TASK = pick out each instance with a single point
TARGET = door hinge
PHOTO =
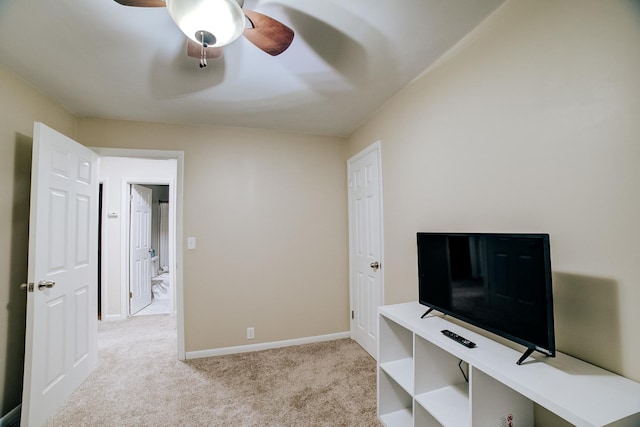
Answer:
(27, 286)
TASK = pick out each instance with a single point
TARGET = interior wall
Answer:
(529, 125)
(20, 105)
(160, 193)
(114, 172)
(269, 212)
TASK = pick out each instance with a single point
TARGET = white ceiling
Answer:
(100, 59)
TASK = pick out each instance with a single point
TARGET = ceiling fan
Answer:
(212, 24)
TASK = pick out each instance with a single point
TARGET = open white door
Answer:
(365, 245)
(61, 332)
(140, 249)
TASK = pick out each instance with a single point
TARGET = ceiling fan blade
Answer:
(194, 50)
(142, 3)
(268, 34)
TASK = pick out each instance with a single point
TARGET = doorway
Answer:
(160, 293)
(119, 169)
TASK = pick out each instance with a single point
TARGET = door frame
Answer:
(176, 194)
(126, 254)
(377, 148)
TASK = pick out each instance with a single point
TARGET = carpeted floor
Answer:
(140, 382)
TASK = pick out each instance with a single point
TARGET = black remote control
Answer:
(462, 340)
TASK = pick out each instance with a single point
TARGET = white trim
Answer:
(179, 218)
(104, 295)
(12, 418)
(265, 346)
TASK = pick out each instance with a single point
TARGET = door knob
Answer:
(46, 284)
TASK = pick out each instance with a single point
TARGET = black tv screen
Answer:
(497, 282)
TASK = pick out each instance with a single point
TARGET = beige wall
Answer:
(20, 106)
(269, 211)
(530, 125)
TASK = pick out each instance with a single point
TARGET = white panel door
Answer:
(140, 249)
(365, 245)
(61, 332)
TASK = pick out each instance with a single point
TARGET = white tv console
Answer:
(420, 382)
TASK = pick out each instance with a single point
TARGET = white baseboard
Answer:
(12, 418)
(264, 346)
(112, 317)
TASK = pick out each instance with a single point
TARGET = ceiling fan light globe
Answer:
(222, 18)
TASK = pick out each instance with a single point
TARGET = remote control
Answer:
(462, 340)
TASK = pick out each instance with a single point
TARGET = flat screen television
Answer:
(496, 281)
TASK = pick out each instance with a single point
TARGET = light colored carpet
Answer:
(140, 382)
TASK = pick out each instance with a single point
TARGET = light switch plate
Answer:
(191, 242)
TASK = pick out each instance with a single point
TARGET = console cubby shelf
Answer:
(420, 382)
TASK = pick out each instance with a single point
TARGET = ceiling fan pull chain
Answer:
(203, 51)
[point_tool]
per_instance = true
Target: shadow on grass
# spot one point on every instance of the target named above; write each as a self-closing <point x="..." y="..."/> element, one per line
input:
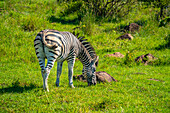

• _Exercise directions_:
Skipping the pictures, transcribe each line above exactly as it appears.

• _Output for this task_:
TASK = pick out each instance with a single point
TARGET = door hinge
PHOTO =
Answer:
(27, 286)
TASK = pick out each instance with a single point
TARGET = interior wall
Answer:
(529, 125)
(20, 105)
(160, 193)
(114, 172)
(269, 212)
TASK = pick out each instance with a single point
TARGET = white ceiling
Answer:
(100, 59)
TASK = pick out each instance with a single point
TARGET = ceiling fan
Answer:
(212, 24)
TASK = pick out each instance with a single point
TARGET = open white door
Answer:
(365, 245)
(61, 332)
(140, 249)
TASK = pick out each instance with a single point
TARGET = ceiling fan blade
Answer:
(194, 50)
(142, 3)
(268, 34)
TASK = pick out each instance with a single point
TARGET = doorway
Answer:
(160, 293)
(119, 169)
TASK = pick out each instance with a single point
TARGET = door frame
Answer:
(176, 194)
(126, 254)
(377, 148)
TASK = pick out each instance with a single point
TARGET = carpeted floor
Answer:
(140, 382)
TASK = pick out each instance with a single point
TARGET = black remote control
Answer:
(462, 340)
TASK = pick out each instance with a single point
TARGET = white trim
Answer:
(179, 218)
(104, 295)
(12, 418)
(265, 346)
TASK = pick out each instance with a single point
TARGET = door knob
Answer:
(46, 284)
TASK = pick out each instance with a single point
TARGET = black tv screen
Answer:
(497, 282)
TASK = pick out each instance with a single point
TARGET = beige wall
Answer:
(20, 106)
(269, 211)
(530, 125)
TASK = pick out each instance with a single point
TARGET = white panel door
Answer:
(140, 249)
(365, 245)
(61, 332)
TASK = pick out each instance with a single point
TARGET = white tv console
Answer:
(420, 382)
TASK = pick out each instance with a single point
TARGET = white baseboard
Answer:
(12, 418)
(264, 346)
(112, 317)
TASK = pick out each instance with a single point
TARGET = ceiling fan light globe
Answer:
(222, 18)
TASK = pick out each instance with a single point
TARGET = remote control
Answer:
(462, 340)
TASK = pick out each instance with a single point
TARGET = flat screen television
Answer:
(496, 281)
TASK = pick out each instance with a single point
TARGET = light colored carpet
Answer:
(140, 382)
TASK = pick out each instance with a single point
TARGET = light switch plate
Answer:
(191, 242)
TASK = pick out each instance with a single point
TARGET = console cubby shelf
Answer:
(420, 382)
TASK = pick out each instance with a single point
TARGET = ceiling fan pull chain
Answer:
(203, 51)
[point_tool]
per_instance = true
Target: shadow on grass
# spot one point on every instance of the target named above; write each as a self-closing <point x="..." y="..."/> element, one per line
input:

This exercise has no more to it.